→ EXERCISE TASK 1
In the extract below, condense the paragraph beginning "The significance of Roger Pilon" into a bulleted list that keeps its main facts.
→ EXERCISE TASK 2
Reproduce verbatim the stretch of the extract from "The significance of" through "in modern America.".

== DOCUMENT EXTRACT ==

The significance of Roger Pilon rests not in his scholarship alone but in his work as a bridge among academic philosophy, constitutional law, and public policy. At a time when many legal scholars settled into either abstract theory or practical litigation, Pilon tied foundational questions about rights and human freedom to concrete constitutional disputes, and through that effort he became an architect of contemporary libertarian legal thought and a leading advocate of limited constitutional government in modern America.
The Sociology of Philosophies
Randall Collins (b. 1941) wrote The Sociology of Philosophies to press a hard claim about how ideas rise. Thinkers do not win on the strength of their arguments alone. They win on position in a network. The eminent cluster with the eminent, master to pupil and rival against rival, and the names that survive tend to sit at the dense crossings of these chains. Collins read two and a half millennia of philosophy this way and found one shape across cultures and centuries: a small set of linked figures holds the attention of each generation, the link comes first and the fame second, and the texts that endure carry the emotional charge of the gatherings that produced them. Set Pilon against this frame and the life hands the frame its data.

===
== INFORMATION SUPPLIED ==

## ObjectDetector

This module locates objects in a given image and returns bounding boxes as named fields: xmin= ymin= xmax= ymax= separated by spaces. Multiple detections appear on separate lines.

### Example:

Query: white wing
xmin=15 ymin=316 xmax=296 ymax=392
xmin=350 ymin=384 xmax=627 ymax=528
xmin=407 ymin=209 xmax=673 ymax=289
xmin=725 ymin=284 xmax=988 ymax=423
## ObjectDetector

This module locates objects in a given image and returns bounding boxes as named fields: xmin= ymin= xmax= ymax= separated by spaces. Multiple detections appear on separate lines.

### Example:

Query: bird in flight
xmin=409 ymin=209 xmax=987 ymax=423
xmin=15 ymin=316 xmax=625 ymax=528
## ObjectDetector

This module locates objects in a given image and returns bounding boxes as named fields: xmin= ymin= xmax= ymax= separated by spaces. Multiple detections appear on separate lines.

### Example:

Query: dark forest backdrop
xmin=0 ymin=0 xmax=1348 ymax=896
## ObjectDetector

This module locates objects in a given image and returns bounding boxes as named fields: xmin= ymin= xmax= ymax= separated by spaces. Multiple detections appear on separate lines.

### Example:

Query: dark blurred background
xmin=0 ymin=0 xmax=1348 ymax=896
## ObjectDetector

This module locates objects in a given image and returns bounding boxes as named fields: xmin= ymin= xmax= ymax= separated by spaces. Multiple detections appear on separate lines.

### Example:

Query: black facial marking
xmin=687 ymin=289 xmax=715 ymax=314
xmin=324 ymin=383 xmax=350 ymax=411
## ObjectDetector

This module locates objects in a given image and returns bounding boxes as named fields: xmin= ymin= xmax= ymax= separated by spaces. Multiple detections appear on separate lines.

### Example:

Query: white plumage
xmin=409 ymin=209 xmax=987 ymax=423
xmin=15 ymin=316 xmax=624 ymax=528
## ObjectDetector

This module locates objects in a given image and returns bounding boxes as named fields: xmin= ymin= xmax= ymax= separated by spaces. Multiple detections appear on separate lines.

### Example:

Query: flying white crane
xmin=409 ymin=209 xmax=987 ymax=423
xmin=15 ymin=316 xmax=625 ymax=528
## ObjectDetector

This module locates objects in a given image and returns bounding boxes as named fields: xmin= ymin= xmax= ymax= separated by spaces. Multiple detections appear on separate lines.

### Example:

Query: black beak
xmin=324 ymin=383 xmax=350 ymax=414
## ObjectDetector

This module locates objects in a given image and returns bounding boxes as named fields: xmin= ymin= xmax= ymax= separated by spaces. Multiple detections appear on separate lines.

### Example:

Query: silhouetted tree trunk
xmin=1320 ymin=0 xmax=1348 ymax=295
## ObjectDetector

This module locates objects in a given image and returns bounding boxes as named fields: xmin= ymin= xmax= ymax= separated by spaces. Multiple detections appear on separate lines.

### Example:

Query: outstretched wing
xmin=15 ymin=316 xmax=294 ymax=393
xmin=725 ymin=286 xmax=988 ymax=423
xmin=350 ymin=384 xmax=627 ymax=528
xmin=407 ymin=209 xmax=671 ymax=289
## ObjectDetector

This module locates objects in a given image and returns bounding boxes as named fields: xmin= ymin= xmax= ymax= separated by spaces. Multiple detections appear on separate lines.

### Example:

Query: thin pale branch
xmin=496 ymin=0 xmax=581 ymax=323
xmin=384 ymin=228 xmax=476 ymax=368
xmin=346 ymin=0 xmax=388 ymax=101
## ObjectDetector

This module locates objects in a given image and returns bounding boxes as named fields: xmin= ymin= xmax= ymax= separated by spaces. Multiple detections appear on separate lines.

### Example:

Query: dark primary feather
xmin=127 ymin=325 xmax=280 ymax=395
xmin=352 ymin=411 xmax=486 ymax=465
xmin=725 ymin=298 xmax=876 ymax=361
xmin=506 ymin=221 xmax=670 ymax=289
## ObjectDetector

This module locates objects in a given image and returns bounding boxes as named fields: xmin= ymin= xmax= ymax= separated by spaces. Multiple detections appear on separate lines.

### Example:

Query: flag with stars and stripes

===

→ WORKED ANSWER 1
- Roger Pilon's significance lies in his scholarship and in linking academic philosophy, constitutional law, and public policy.
- Many legal scholars of his time kept to either abstract theory or practical litigation.
- Pilon connected foundational questions about rights and human freedom to concrete constitutional disputes.
- This work made him an architect of contemporary libertarian legal thought.
- It also made him a leading advocate of limited constitutional government in modern America.

→ WORKED ANSWER 2
The significance of Roger Pilon rests not in his scholarship alone but in his work as a bridge among academic philosophy, constitutional law, and public policy. At a time when many legal scholars settled into either abstract theory or practical litigation, Pilon tied foundational questions about rights and human freedom to concrete constitutional disputes, and through that effort he became an architect of contemporary libertarian legal thought and a leading advocate of limited constitutional government in modern America.